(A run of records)
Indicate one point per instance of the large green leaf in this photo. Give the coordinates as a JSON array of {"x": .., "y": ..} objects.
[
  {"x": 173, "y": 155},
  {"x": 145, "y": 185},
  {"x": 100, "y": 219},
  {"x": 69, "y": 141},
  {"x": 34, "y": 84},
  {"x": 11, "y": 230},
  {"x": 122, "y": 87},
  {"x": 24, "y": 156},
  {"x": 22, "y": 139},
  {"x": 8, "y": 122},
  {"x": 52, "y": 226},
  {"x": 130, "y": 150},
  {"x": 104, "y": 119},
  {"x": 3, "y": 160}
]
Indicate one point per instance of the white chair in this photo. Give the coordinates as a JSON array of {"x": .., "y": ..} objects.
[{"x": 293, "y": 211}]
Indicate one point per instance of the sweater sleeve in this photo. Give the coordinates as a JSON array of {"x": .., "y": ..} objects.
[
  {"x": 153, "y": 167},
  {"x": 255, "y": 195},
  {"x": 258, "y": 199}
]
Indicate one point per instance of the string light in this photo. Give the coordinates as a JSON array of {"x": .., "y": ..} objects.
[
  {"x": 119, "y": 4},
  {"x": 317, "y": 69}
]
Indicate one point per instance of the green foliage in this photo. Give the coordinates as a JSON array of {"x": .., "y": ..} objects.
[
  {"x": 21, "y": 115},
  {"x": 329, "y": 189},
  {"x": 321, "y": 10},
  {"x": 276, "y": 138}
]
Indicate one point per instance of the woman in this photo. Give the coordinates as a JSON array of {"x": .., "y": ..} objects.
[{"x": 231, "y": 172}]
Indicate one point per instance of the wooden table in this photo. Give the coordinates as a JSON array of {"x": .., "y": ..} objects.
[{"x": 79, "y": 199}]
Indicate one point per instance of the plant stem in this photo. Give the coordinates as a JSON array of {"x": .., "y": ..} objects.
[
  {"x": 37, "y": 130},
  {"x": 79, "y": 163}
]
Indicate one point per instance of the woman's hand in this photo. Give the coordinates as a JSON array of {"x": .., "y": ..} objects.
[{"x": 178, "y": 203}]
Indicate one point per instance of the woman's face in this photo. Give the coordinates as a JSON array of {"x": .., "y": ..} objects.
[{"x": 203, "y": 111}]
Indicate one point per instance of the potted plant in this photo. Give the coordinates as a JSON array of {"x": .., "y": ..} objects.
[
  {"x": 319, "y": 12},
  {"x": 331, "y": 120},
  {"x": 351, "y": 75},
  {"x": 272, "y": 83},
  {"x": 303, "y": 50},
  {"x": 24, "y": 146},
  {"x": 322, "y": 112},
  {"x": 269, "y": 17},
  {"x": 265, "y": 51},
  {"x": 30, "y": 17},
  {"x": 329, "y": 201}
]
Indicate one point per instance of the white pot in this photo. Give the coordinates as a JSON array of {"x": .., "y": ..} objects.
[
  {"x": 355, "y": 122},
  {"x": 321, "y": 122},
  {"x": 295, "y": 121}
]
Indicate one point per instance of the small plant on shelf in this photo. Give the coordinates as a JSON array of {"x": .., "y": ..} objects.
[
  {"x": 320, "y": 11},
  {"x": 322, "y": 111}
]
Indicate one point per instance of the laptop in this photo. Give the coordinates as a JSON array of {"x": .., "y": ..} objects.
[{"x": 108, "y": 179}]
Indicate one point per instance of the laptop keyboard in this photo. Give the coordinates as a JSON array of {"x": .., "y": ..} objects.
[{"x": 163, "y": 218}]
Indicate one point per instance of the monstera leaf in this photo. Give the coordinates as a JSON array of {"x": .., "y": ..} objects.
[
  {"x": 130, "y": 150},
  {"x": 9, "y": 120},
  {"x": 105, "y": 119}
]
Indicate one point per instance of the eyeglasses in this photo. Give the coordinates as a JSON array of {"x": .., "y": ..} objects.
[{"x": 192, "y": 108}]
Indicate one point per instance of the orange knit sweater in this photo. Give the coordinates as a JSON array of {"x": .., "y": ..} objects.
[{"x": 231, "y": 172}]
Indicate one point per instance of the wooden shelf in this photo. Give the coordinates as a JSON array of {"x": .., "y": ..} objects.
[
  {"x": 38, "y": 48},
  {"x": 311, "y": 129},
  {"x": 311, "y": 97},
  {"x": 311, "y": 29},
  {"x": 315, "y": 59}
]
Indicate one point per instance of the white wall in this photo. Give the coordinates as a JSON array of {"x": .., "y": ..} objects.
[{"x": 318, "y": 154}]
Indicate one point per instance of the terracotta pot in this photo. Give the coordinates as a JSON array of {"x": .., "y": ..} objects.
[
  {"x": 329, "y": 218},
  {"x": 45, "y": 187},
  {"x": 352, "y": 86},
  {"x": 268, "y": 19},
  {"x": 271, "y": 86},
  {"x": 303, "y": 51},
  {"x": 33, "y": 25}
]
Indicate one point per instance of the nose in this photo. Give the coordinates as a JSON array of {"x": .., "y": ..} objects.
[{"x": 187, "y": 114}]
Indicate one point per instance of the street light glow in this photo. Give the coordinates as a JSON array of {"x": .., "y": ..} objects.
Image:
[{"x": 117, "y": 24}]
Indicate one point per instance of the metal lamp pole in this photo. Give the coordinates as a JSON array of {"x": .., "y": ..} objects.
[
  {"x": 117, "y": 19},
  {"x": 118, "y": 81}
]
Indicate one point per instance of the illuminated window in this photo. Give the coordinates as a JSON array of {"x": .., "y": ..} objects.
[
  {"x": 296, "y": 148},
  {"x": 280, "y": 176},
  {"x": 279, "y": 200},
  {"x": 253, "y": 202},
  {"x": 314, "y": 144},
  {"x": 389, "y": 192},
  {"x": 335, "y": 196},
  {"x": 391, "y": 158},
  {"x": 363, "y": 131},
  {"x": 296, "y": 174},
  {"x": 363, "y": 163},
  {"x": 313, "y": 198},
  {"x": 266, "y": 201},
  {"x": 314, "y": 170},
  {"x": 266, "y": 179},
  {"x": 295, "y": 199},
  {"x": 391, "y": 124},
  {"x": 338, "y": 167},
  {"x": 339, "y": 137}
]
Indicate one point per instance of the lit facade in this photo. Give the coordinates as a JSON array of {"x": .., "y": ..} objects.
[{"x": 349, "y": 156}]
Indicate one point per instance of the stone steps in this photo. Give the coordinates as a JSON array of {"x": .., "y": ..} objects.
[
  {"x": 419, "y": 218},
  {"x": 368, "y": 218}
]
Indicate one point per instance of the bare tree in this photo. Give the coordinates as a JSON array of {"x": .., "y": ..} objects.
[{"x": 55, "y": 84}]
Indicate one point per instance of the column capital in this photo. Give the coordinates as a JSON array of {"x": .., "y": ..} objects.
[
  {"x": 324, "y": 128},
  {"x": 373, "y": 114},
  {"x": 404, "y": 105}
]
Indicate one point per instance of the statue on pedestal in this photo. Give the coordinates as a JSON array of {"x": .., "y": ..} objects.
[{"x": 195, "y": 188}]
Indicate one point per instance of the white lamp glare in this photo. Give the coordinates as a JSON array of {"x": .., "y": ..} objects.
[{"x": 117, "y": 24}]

▸ **TASK DESCRIPTION**
Copy out each record from above, exactly.

▸ **RESPONSE TO THE TASK**
Indicate one point per instance of the large green leaf in this photo. Give the coordinates as a JSON array of {"x": .., "y": ..} objects.
[
  {"x": 173, "y": 155},
  {"x": 145, "y": 185},
  {"x": 100, "y": 219},
  {"x": 69, "y": 141},
  {"x": 34, "y": 84},
  {"x": 11, "y": 230},
  {"x": 122, "y": 87},
  {"x": 24, "y": 156},
  {"x": 22, "y": 139},
  {"x": 8, "y": 122},
  {"x": 52, "y": 226},
  {"x": 130, "y": 150},
  {"x": 104, "y": 119},
  {"x": 3, "y": 160}
]
Indicate one point per instance of the white chair in this photo. Give the coordinates as a JSON array of {"x": .., "y": ..} objects.
[{"x": 293, "y": 211}]
Indicate one point per instance of the sweater sleeve in this photo. Give the coordinates as a JSON array of {"x": .., "y": ..} objects.
[
  {"x": 153, "y": 167},
  {"x": 255, "y": 195},
  {"x": 258, "y": 199}
]
Indicate one point per instance of the string light in this photo. Give the coordinates as a JSON array of {"x": .., "y": ..} objects.
[
  {"x": 119, "y": 4},
  {"x": 317, "y": 69}
]
Indicate one point per instance of the green foliage in this photo. Give the coordinates as a JSON array of {"x": .., "y": ..} objects.
[
  {"x": 21, "y": 115},
  {"x": 329, "y": 189},
  {"x": 321, "y": 10},
  {"x": 276, "y": 138}
]
Indicate one point per instance of the woman in this photo. Give the coordinates as a JSON array of {"x": .., "y": ..} objects.
[{"x": 231, "y": 172}]
Indicate one point per instance of the wooden table in this photo. Give the coordinates as a JSON array of {"x": .., "y": ..} objects.
[{"x": 79, "y": 199}]
Indicate one point per instance of the plant stem in this photo. Give the coordinates as a JSON array of {"x": .., "y": ..} objects.
[
  {"x": 37, "y": 130},
  {"x": 79, "y": 163}
]
Indicate one point per instance of the woman's hand in this photo. Give the coordinates as a JSON array of {"x": .., "y": ..} objects.
[{"x": 178, "y": 203}]
Indicate one point per instance of the woman's face in this photo. Give the coordinates as a JSON array of {"x": .., "y": ..} objects.
[{"x": 203, "y": 111}]
Indicate one point per instance of the potted plant in this photo. Give the coordinates as a JSON array of {"x": .., "y": ..} objects.
[
  {"x": 319, "y": 12},
  {"x": 331, "y": 120},
  {"x": 351, "y": 75},
  {"x": 272, "y": 83},
  {"x": 303, "y": 50},
  {"x": 24, "y": 146},
  {"x": 322, "y": 112},
  {"x": 269, "y": 17},
  {"x": 265, "y": 51},
  {"x": 30, "y": 17},
  {"x": 329, "y": 201}
]
Indicate one point per instance of the white pot in this photo. Give the coordinates as a JSON array of {"x": .., "y": ..} objects.
[
  {"x": 355, "y": 122},
  {"x": 321, "y": 122},
  {"x": 295, "y": 121}
]
Indicate one point per instance of the small plant on shelf in this photo. Give the coordinates as a JSON array of {"x": .., "y": ..} objects.
[
  {"x": 320, "y": 11},
  {"x": 322, "y": 111}
]
Indicate one point per instance of the laptop in this photo. Give the coordinates as a JSON array of {"x": .., "y": ..} objects.
[{"x": 108, "y": 179}]
Indicate one point per instance of the laptop keyboard in this photo. Give the coordinates as a JSON array of {"x": .., "y": ..} objects.
[{"x": 163, "y": 218}]
Indicate one point per instance of the monstera leaf in this photo. Give the coordinates as a JSON array of {"x": .., "y": ..} objects.
[
  {"x": 130, "y": 150},
  {"x": 9, "y": 120},
  {"x": 105, "y": 119}
]
Indicate one point per instance of the eyeglasses in this photo. Give the coordinates as a JSON array of {"x": .., "y": ..} objects.
[{"x": 192, "y": 108}]
Indicate one point per instance of the orange knit sweater in this photo. Give the coordinates as a JSON array of {"x": .., "y": ..} objects.
[{"x": 231, "y": 172}]
Indicate one point per instance of the wooden shelf in this photo. Give the coordinates as a JSON array of {"x": .., "y": ..} objects.
[
  {"x": 38, "y": 48},
  {"x": 311, "y": 129},
  {"x": 311, "y": 97},
  {"x": 311, "y": 29},
  {"x": 315, "y": 59}
]
Indicate one point per instance of the white wall in this photo. Give the coordinates as a JSON array of {"x": .., "y": ..} objects.
[{"x": 318, "y": 154}]
Indicate one point per instance of the terracotta pot in this photo. Give the coordinates as a JSON array of {"x": .., "y": ..} objects.
[
  {"x": 329, "y": 218},
  {"x": 45, "y": 187},
  {"x": 352, "y": 86},
  {"x": 268, "y": 19},
  {"x": 271, "y": 86},
  {"x": 303, "y": 51},
  {"x": 33, "y": 25}
]
Indicate one point per instance of the nose in this photo. Give the coordinates as a JSON array of {"x": .., "y": ..} objects.
[{"x": 187, "y": 114}]
Indicate one point per instance of the street light glow in this photo. Give the coordinates as a JSON array of {"x": .., "y": ..} objects.
Image:
[{"x": 117, "y": 24}]
Indicate one point per instance of the metal lamp pole in this photo. Give the coordinates as a JSON array of {"x": .., "y": ..} objects.
[
  {"x": 117, "y": 19},
  {"x": 118, "y": 81}
]
Indicate one point per instance of the illuminated window in this photo. Give the coordinates as a JSON array of {"x": .., "y": ..} objects.
[
  {"x": 296, "y": 148},
  {"x": 280, "y": 176},
  {"x": 279, "y": 200},
  {"x": 253, "y": 202},
  {"x": 314, "y": 144},
  {"x": 389, "y": 192},
  {"x": 335, "y": 196},
  {"x": 391, "y": 158},
  {"x": 363, "y": 131},
  {"x": 296, "y": 174},
  {"x": 363, "y": 163},
  {"x": 313, "y": 198},
  {"x": 266, "y": 201},
  {"x": 314, "y": 170},
  {"x": 266, "y": 179},
  {"x": 295, "y": 199},
  {"x": 391, "y": 124},
  {"x": 338, "y": 167},
  {"x": 339, "y": 137}
]
Indicate one point per instance of the lit facade in this photo. Give the coordinates as a JSON array of {"x": .., "y": ..} objects.
[{"x": 349, "y": 156}]
Indicate one point per instance of the stone steps in this photo. Give the coordinates as a JSON array of {"x": .., "y": ..} objects.
[
  {"x": 419, "y": 218},
  {"x": 368, "y": 218}
]
Indicate one point per instance of the bare tree in this photo. Give the coordinates as a JSON array of {"x": .., "y": ..} objects.
[{"x": 55, "y": 84}]
Indicate one point per instance of the column capital in this photo. Give the coordinates as a JSON array of {"x": .., "y": ..} objects.
[
  {"x": 324, "y": 128},
  {"x": 373, "y": 114},
  {"x": 404, "y": 105}
]
Indicate one point per instance of the statue on pedestal in this photo. Give the coordinates as a JSON array of {"x": .., "y": ..} objects.
[{"x": 195, "y": 188}]
Indicate one point per instance of the white lamp glare in this photo. Give the coordinates as a JSON array of {"x": .., "y": ..} objects.
[{"x": 117, "y": 24}]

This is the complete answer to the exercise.